▸ **Excerpt provided**

↓


(a) Misrepresenting pertinent facts or insurance policy provisions relating to coverages at issue.

(b) Failing to acknowledge and act reasonably promptly upon communications with respect to claims arising under insurance policies.

(c)Failing to adopt and implement reasonable standards for the prompt investigation of claims arising under insurance policies.

(d) Refusing to pay claims without conducting a reasonable investigation based upon all available information.

(e) Failing to affirm or deny coverage of claims within a reasonable time after proof of loss statements have been completed.

(f) Not attempting in good faith to effectuate prompt, fair, and equitable settlements of claims in which liability has become reasonably clear.

(g) Compelling insureds to institute litigation to recover amounts due under any insurance policy by offering substantially less than the amounts ultimately recovered in actions brought by such insureds.

(h) Attempting to settle a claim for less than the amount for which a reasonable man would have believed he was entitled by reference to written or printed advertising material accompanying or made part of an application.

(i) Attempting to settle claims on the basis of an application which has altered without notice to, or knowledge or consent of, the insured.

(j) Making claims payments to insured or beneficiaries not accompanied by statement setting forth the coverage under which the payments are being made.

(k) Making known to insureds or claimants a policy of appealing from arbitration awards in favor of insureds or claimants for the purpose of compelling them to accept settlements or compromises less than the amount awarded in arbitration.

(l) Delaying the investigation or payment of claims by requiring an insured, claimant, or the physician of either to submit a preliminary claim report and then requiring the subsequent submission of formal proof of loss forms, both of which submissions contain substantially the same information.

↑

▸ **What you will do**
**a.** Repeat part of the list of insurance claim practices word for word, beginning at the words "(a) Misrepresenting pertinent" and stopping after "to claims arising under insurance policies.".
**b.** In the list of insurance claim practices, what must accompany claims payments made to insureds or beneficiaries?
The data after this text is not needed for any task.

▸ **Data to examine**
↓

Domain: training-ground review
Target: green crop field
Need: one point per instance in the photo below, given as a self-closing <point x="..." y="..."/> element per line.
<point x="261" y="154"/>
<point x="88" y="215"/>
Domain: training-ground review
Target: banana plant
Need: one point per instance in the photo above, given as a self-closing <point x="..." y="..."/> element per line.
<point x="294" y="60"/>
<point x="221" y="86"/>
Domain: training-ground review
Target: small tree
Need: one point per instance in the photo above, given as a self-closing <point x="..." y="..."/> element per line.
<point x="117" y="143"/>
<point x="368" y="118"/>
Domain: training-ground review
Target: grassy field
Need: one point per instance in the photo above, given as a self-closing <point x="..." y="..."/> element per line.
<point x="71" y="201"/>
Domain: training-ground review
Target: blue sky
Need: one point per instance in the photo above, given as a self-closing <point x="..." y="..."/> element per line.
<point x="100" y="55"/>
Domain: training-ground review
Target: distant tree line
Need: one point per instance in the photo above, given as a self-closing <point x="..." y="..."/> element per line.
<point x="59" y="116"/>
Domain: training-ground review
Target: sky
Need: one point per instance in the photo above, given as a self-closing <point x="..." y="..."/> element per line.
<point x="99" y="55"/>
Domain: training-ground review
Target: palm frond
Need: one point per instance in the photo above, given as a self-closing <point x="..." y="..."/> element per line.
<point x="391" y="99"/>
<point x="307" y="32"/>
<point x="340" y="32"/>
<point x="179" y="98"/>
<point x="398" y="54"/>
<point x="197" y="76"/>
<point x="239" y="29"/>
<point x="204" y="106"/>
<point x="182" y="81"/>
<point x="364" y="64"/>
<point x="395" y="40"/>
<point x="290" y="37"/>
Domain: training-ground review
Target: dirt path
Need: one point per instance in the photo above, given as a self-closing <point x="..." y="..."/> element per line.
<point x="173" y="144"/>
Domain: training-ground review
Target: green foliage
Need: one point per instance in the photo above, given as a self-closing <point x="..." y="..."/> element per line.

↑

▸ **Solutions for each task**
**a.**
(a) Misrepresenting pertinent facts or insurance policy provisions relating to coverages at issue.

(b) Failing to acknowledge and act reasonably promptly upon communications with respect to claims arising under insurance policies.

**b.** A statement setting forth the coverage under which the payments are being made.